My general point is that we should probably offer some basic preventative
measure against flipping back and forth between streaming and archive
recovery while making zero progress. As I noted, maybe that's as simple as
having WaitForWALToBecomeAvailable() attempt to restore a file from archive
at least once before the new parameter forces us to switch to streaming
replication. There might be other ways to handle this.

+1.

regards.

--
Kyotaro Horiguchi
NTT Open Source Software Center

#13Bharath Rupireddy
bharath.rupireddyforpostgres@gmail.com
In reply to: Kyotaro Horiguchi (#12)
Re: Switching XLog source from archive to streaming when primary available

On Fri, Sep 9, 2022 at 10:57 AM Kyotaro Horiguchi
<horikyota.ntt@gmail.com> wrote:

At Thu, 8 Sep 2022 10:53:56 -0700, Nathan Bossart <nathandbossart@gmail.com> wrote in

On Thu, Sep 08, 2022 at 05:16:53PM +0530, Bharath Rupireddy wrote:

I'm attaching the v3 patch with the review comments addressed, please
review it further.

My general point is that we should probably offer some basic preventative
measure against flipping back and forth between streaming and archive
recovery while making zero progress. As I noted, maybe that's as simple as
having WaitForWALToBecomeAvailable() attempt to restore a file from archive
at least once before the new parameter forces us to switch to streaming
replication. There might be other ways to handle this.

+1.

Hm. In that case, I think we can get rid of timeout based switching
mechanism and have this behaviour - the standby can attempt to switch
to streaming mode from archive, say, after fetching 1, 2 or a
configurable number of WAL files. In fact, this is the original idea
proposed by Satya in this thread.

● **Supplied records**
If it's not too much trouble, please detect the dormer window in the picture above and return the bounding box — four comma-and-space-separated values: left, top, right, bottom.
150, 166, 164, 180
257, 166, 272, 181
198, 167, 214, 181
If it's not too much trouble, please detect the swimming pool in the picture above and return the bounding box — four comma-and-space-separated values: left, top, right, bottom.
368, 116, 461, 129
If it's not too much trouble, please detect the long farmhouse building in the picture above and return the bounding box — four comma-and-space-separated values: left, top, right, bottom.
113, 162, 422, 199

--

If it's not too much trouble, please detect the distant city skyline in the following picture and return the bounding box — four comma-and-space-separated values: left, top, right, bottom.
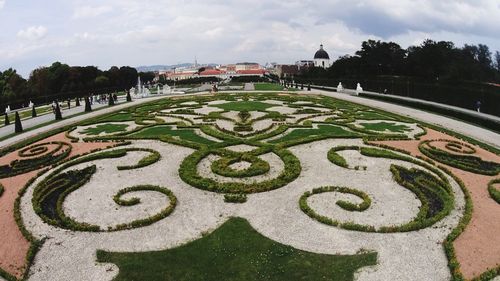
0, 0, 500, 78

---

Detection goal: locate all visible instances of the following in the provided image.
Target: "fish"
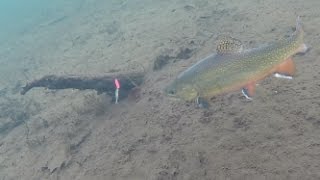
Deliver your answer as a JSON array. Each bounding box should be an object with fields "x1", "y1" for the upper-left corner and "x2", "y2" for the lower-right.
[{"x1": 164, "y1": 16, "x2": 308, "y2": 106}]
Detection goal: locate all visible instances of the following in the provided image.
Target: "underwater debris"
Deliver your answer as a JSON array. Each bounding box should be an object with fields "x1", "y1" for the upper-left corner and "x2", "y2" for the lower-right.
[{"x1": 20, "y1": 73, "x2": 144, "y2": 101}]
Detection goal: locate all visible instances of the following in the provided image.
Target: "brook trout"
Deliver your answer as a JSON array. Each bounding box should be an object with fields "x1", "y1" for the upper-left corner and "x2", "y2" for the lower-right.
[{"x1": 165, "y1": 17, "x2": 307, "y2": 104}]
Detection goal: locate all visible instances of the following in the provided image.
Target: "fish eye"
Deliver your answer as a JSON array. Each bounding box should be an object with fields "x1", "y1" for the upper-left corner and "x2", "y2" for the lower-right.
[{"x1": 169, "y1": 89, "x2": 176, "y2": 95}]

● **Task requirements**
**A)** List every email address that appears in the mailing-list thread about switching the XLog source from archive to streaming.
**B)** From the mailing-list thread about switching the XLog source from archive to streaming, write out word for word the part that opens with the words containing "#13Bharath Rupireddy" and closes with "review it further.".

● **Answers to the tasks**
**A)**
bharath.rupireddyforpostgres@gmail.com
horikyota.ntt@gmail.com
nathandbossart@gmail.com

**B)**
#13Bharath Rupireddy
bharath.rupireddyforpostgres@gmail.com
In reply to: Kyotaro Horiguchi (#12)
Re: Switching XLog source from archive to streaming when primary available

On Fri, Sep 9, 2022 at 10:57 AM Kyotaro Horiguchi
<horikyota.ntt@gmail.com> wrote:

At Thu, 8 Sep 2022 10:53:56 -0700, Nathan Bossart <nathandbossart@gmail.com> wrote in

On Thu, Sep 08, 2022 at 05:16:53PM +0530, Bharath Rupireddy wrote:

I'm attaching the v3 patch with the review comments addressed, please
review it further.